--- Aim of the task ---
No pictures go into the output, which should consist only of the lines from the first line of the data through the line with "Please identify the girl's hand", copied exactly.

--- Exercise material ---
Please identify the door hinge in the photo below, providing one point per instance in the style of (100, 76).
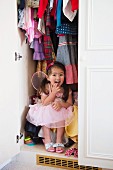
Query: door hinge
(18, 137)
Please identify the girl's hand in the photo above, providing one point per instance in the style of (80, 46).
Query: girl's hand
(55, 88)
(57, 105)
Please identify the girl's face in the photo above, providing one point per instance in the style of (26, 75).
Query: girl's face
(56, 76)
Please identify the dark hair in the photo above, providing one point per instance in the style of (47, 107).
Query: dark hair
(64, 85)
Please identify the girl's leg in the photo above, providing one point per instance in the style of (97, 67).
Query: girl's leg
(59, 138)
(47, 139)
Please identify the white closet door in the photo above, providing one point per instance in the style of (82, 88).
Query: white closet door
(96, 83)
(9, 81)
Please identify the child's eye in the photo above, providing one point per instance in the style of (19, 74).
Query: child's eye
(61, 74)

--- Written reply ---
Please identify the door hinge in the photo below, providing one point per instance in the style of (100, 76).
Query: door hinge
(18, 137)
Please identify the girl's hand in the photo above, providing one point per instance in the style of (80, 46).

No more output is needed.